§ Reading passage
------------

Your Hendrix Odyssey

The Reflective Component

According to its perhaps best-known spokesperson, John Dewey, experiential learning involves the cyclical yet progressive movement from theory to practice back to theory and then again out to practice. Through a deliberately designed project, what one thinks—one’s ideas, assumptions, beliefs and hypotheses—is put into practice and tested in experience; what is learned from experience produces a reconsideration and possible reformation of what one thinks, and future practices are envisioned in line with new understanding. Well-designed Odyssey projects, regardless of category, will have this movement from theory to practice and back to theory with implications for future practice. In well-executed Odyssey projects, the student will be reflective about the process: what ideas am I designing this activity to test or examine?  What makes this activity appropriate for testing those ideas?  How did the test go; in light of this experience, are my previous ideas or theories more likely to be true than not?  What do I plan to do about that in the future?

In some Odyssey activities and categories, what is being tested most immediately are beliefs or theories about things external to the engaged learner, e.g. the various artifacts of the disciplines—chemicals, organisms, social organizations, mathematical objects, historical or literary documents and so on. But every Odyssey project also offers engaged learners the opportunity to put to the test what is internal to the learner: the ideas they have about themselves, the values they hold, the prejudices they keep, the talents they have, the challenges they are up to, and the things they want to accomplish. This self-reflection, this examination of the fundamental question of the liberal arts “Who am I, what do I believe, and how shall I live?” is rightly a part of every well-executed Odyssey project.

------------

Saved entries
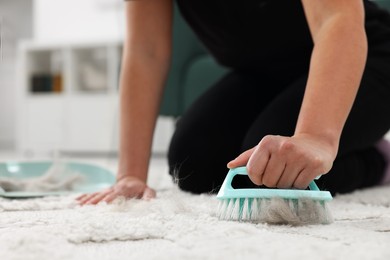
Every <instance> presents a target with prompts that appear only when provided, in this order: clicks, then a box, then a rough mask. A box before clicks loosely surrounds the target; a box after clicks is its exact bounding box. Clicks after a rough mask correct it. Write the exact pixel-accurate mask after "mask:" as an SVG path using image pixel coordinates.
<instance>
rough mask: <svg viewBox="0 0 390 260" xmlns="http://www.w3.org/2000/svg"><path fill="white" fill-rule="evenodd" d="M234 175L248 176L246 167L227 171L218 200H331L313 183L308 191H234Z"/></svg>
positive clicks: (279, 190) (254, 189) (266, 190)
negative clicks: (232, 181)
mask: <svg viewBox="0 0 390 260" xmlns="http://www.w3.org/2000/svg"><path fill="white" fill-rule="evenodd" d="M236 175H248V172H247V170H246V167H238V168H234V169H230V170H229V172H228V174H227V175H226V178H225V180H224V182H223V183H222V186H221V189H220V190H219V192H218V194H217V198H218V199H237V198H240V199H244V198H274V197H281V198H284V199H299V198H310V199H313V200H318V201H329V200H332V195H331V194H330V192H329V191H320V190H319V189H318V187H317V185H316V184H315V182H314V181H312V182H311V183H310V184H309V188H310V190H299V189H262V188H258V189H253V188H250V189H245V188H244V189H234V188H233V187H232V180H233V178H234V177H235V176H236Z"/></svg>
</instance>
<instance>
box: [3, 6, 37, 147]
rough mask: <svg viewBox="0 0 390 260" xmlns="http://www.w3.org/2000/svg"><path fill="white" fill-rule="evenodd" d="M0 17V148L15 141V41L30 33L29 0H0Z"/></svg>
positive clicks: (15, 86) (15, 70)
mask: <svg viewBox="0 0 390 260" xmlns="http://www.w3.org/2000/svg"><path fill="white" fill-rule="evenodd" d="M0 20H1V27H2V42H3V50H2V51H3V53H2V56H3V57H2V61H0V149H10V148H13V146H14V144H15V117H16V112H15V111H16V109H17V108H16V107H15V88H16V55H17V48H16V45H17V42H18V41H19V40H20V39H27V38H31V37H32V0H0Z"/></svg>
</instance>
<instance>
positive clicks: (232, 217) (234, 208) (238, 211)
mask: <svg viewBox="0 0 390 260" xmlns="http://www.w3.org/2000/svg"><path fill="white" fill-rule="evenodd" d="M230 218H231V219H232V220H239V219H240V199H235V200H234V205H233V210H232V215H231V216H230Z"/></svg>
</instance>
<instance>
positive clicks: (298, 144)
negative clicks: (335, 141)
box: [228, 135, 337, 189]
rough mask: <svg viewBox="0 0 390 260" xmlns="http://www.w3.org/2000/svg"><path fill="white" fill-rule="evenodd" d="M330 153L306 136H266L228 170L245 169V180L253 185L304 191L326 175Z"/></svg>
mask: <svg viewBox="0 0 390 260" xmlns="http://www.w3.org/2000/svg"><path fill="white" fill-rule="evenodd" d="M333 150H334V149H333V148H332V147H331V146H330V145H328V144H326V143H324V142H321V141H319V140H317V139H316V138H313V137H311V136H308V135H300V136H293V137H284V136H274V135H269V136H266V137H264V138H263V139H262V140H261V142H260V143H259V144H258V145H257V146H255V147H254V148H252V149H250V150H247V151H245V152H244V153H242V154H241V155H239V156H238V157H237V158H236V159H234V160H233V161H231V162H229V163H228V167H229V168H235V167H239V166H244V165H246V167H247V170H248V175H249V178H250V179H251V180H252V182H253V183H255V184H257V185H265V186H267V187H277V188H292V187H294V188H299V189H305V188H306V187H307V186H308V185H309V183H310V182H311V181H312V180H313V179H314V178H316V177H317V176H319V175H323V174H325V173H327V172H329V171H330V169H331V168H332V164H333V161H334V159H335V157H336V153H337V152H336V151H333Z"/></svg>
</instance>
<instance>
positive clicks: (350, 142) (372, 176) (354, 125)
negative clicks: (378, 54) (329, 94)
mask: <svg viewBox="0 0 390 260" xmlns="http://www.w3.org/2000/svg"><path fill="white" fill-rule="evenodd" d="M375 65H376V64H375V63H374V62H373V66H371V65H370V63H367V65H366V70H365V72H364V76H363V79H362V81H361V86H360V89H359V92H358V95H357V97H356V100H355V103H354V106H353V108H352V111H351V113H350V115H349V117H348V119H347V122H346V124H345V127H344V130H343V133H342V136H341V140H340V146H339V152H338V156H337V158H336V160H335V162H334V164H333V168H332V169H331V171H330V172H329V173H328V174H326V175H324V176H322V177H321V179H319V180H318V181H317V184H318V186H319V187H320V188H321V189H322V190H329V191H330V192H332V193H333V194H335V193H345V192H350V191H353V190H355V189H359V188H364V187H370V186H373V185H376V184H378V183H379V182H380V180H381V178H382V176H383V173H384V168H385V166H386V164H385V161H384V158H383V155H382V154H380V153H379V152H378V150H377V149H376V148H375V143H376V142H377V141H378V140H380V139H381V138H382V137H383V136H384V135H385V134H386V132H387V131H388V130H389V129H390V78H387V76H386V75H385V73H380V71H379V70H378V69H376V67H377V66H375ZM306 80H307V75H302V76H301V77H300V78H296V79H295V80H294V81H293V82H291V83H290V84H285V83H281V82H280V81H278V79H272V78H267V77H266V76H264V75H255V74H252V73H245V72H239V71H233V72H231V73H229V74H228V75H226V76H225V77H224V78H222V79H221V80H220V81H219V82H218V83H216V84H215V85H214V86H213V87H212V88H210V89H209V90H208V91H207V92H206V93H204V94H203V95H202V96H201V97H200V98H199V99H198V100H197V101H196V102H195V103H194V104H193V105H192V106H191V107H190V108H189V109H188V111H187V112H186V113H185V114H184V115H183V116H182V117H181V118H180V119H179V120H178V122H177V128H176V132H175V134H174V136H173V138H172V141H171V145H170V148H169V153H168V160H169V167H170V174H171V175H173V176H174V178H175V179H176V180H177V181H178V185H179V187H180V188H181V189H183V190H185V191H190V192H193V193H205V192H217V191H218V189H219V187H220V186H221V184H222V182H223V180H224V178H225V176H226V173H227V171H228V169H227V168H226V164H227V162H229V161H230V160H232V159H234V158H235V157H236V156H238V155H239V154H240V153H241V152H243V151H245V150H247V149H249V148H252V147H254V146H256V145H257V144H258V143H259V141H260V140H261V139H262V138H263V137H264V136H265V135H269V134H272V135H283V136H291V135H293V134H294V129H295V125H296V121H297V118H298V113H299V109H300V106H301V102H302V99H303V94H304V90H305V85H306ZM248 180H249V179H247V180H246V181H241V184H237V185H243V184H242V182H244V183H245V182H248ZM239 182H240V181H239ZM247 185H248V186H250V183H247ZM244 186H245V184H244Z"/></svg>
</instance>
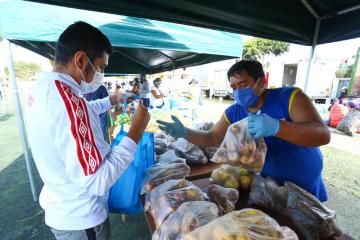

------------

In one to three sentences, explain why, according to the passage on the Odyssey reflective component, a student's ideas come to be reconsidered during a project. Rely solely on the passage, not on the entries.

In a deliberately designed project, what one thinks (one's ideas, assumptions, beliefs and hypotheses) is put into practice and tested in experience. What is learned from that experience produces a reconsideration and possible reformation of those ideas, and future practices are then envisioned in line with the new understanding.